• [Provided entries]:
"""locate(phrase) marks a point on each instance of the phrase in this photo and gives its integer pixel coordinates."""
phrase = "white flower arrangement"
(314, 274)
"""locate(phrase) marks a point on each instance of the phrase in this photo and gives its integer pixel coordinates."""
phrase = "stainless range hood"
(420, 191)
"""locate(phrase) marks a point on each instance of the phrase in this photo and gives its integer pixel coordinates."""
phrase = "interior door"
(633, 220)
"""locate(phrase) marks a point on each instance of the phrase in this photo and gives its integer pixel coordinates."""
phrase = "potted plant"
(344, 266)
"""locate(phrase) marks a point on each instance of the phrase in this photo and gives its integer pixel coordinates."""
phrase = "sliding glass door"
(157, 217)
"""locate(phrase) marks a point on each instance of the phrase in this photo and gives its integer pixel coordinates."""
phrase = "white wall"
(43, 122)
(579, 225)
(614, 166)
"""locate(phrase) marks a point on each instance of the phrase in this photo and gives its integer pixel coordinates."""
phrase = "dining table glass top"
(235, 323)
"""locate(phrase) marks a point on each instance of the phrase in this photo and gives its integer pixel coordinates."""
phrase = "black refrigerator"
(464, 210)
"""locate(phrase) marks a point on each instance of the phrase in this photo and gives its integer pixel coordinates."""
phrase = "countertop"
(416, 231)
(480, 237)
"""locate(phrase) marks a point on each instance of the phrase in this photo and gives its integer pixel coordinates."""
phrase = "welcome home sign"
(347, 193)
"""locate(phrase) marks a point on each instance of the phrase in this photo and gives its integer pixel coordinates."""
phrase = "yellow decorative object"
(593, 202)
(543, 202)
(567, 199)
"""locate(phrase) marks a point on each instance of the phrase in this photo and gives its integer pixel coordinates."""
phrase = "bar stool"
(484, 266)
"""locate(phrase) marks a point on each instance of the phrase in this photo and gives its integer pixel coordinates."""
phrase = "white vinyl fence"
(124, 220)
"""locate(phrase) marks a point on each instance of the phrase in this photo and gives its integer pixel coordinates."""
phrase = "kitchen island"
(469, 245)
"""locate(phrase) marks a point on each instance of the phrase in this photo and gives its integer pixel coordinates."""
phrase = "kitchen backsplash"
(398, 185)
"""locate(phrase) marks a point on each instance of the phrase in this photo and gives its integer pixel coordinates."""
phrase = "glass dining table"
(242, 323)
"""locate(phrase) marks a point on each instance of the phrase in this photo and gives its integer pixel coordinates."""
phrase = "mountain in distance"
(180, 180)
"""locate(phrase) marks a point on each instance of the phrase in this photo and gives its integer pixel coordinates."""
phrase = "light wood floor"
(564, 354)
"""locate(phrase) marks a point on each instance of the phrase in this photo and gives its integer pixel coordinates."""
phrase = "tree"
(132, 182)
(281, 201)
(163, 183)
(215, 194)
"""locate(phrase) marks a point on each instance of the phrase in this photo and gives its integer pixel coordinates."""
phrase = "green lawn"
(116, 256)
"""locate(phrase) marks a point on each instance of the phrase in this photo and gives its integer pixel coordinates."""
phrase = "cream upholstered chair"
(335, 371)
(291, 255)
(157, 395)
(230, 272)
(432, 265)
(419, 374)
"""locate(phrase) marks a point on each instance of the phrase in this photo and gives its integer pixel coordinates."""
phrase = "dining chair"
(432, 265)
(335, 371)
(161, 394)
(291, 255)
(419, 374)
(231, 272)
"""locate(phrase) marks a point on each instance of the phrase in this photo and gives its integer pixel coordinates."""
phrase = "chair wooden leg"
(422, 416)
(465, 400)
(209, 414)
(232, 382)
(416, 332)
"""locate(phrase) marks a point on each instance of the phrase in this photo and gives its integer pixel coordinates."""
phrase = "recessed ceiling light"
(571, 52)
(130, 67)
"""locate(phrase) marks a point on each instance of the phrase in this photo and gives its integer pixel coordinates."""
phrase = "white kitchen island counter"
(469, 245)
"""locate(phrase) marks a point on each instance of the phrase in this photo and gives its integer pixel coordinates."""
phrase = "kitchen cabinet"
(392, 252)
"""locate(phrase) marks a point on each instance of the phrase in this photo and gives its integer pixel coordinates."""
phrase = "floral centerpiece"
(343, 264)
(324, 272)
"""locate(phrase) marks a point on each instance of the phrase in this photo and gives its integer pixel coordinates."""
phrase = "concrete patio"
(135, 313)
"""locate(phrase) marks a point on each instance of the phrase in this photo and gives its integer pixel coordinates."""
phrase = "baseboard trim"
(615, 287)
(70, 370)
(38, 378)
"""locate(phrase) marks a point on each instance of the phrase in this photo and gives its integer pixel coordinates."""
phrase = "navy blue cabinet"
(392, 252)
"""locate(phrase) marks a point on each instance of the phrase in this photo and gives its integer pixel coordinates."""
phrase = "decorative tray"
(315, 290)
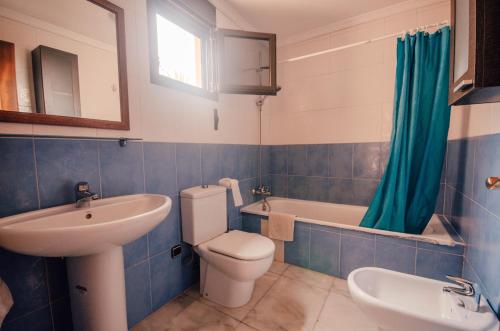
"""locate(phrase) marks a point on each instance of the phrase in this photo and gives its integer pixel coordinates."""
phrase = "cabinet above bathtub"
(474, 53)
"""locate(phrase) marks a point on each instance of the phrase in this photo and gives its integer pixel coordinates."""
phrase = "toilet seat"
(230, 264)
(242, 245)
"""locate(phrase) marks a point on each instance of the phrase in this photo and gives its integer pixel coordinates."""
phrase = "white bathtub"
(347, 217)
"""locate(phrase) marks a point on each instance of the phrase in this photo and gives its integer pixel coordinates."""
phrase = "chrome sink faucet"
(83, 196)
(265, 192)
(469, 290)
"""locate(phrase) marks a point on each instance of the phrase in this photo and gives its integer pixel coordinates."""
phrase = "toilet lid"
(242, 245)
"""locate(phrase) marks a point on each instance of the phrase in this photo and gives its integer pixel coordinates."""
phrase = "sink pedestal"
(97, 291)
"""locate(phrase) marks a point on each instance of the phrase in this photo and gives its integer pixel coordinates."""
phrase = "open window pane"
(179, 53)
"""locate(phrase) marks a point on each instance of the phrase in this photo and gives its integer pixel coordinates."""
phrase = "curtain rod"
(359, 43)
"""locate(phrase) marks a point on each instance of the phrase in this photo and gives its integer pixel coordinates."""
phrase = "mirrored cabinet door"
(475, 45)
(247, 62)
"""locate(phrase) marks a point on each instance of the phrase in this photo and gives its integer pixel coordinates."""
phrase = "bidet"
(393, 299)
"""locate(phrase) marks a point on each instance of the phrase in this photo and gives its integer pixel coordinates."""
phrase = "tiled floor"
(285, 298)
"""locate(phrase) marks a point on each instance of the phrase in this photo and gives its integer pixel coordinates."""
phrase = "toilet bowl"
(230, 264)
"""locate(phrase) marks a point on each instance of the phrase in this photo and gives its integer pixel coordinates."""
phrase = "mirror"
(69, 63)
(247, 62)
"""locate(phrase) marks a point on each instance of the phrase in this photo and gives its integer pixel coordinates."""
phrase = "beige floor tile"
(309, 277)
(340, 287)
(289, 305)
(194, 291)
(262, 286)
(278, 267)
(340, 313)
(162, 317)
(244, 327)
(198, 316)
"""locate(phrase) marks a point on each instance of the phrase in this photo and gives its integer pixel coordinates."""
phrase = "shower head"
(262, 98)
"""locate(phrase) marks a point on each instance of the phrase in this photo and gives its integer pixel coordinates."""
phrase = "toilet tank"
(204, 213)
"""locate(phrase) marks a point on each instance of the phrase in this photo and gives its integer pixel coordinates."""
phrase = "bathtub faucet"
(265, 192)
(468, 289)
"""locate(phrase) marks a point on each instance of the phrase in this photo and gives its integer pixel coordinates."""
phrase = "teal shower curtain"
(406, 196)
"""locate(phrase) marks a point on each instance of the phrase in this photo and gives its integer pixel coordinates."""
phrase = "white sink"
(91, 239)
(70, 231)
(398, 301)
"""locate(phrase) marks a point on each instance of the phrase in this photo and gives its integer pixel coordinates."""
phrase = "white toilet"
(230, 262)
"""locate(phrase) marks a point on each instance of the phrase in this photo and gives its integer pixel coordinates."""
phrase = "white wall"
(347, 96)
(161, 114)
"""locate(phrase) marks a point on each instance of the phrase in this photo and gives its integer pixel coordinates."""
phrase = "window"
(181, 50)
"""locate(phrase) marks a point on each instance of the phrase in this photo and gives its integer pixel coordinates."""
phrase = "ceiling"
(288, 17)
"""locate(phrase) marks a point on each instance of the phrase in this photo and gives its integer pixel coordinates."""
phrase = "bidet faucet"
(83, 196)
(468, 289)
(265, 192)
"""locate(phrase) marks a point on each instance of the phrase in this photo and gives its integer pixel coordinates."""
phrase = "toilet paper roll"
(232, 184)
(6, 301)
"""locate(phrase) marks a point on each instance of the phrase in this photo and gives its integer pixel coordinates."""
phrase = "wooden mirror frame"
(247, 89)
(124, 124)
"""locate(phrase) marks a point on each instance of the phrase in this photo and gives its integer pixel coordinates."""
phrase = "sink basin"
(91, 239)
(70, 231)
(393, 300)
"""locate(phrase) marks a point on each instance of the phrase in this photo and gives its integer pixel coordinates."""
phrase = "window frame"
(198, 27)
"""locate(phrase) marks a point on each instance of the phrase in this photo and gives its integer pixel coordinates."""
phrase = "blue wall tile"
(25, 276)
(121, 168)
(439, 209)
(39, 320)
(167, 233)
(39, 283)
(18, 190)
(138, 293)
(265, 160)
(436, 265)
(340, 164)
(297, 160)
(61, 312)
(355, 252)
(318, 188)
(246, 187)
(166, 279)
(297, 251)
(317, 160)
(487, 161)
(460, 165)
(236, 224)
(279, 185)
(136, 251)
(190, 266)
(210, 167)
(57, 278)
(394, 256)
(366, 160)
(297, 187)
(248, 161)
(61, 163)
(278, 160)
(363, 191)
(325, 252)
(251, 223)
(341, 191)
(160, 169)
(188, 157)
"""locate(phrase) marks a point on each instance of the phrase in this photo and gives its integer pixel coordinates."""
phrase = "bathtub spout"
(266, 206)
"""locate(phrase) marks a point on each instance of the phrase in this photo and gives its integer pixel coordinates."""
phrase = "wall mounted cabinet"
(475, 52)
(8, 86)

• [Task]: How many lines of the listing contain the word "chair"? Give only the number.

• [Solution]: 3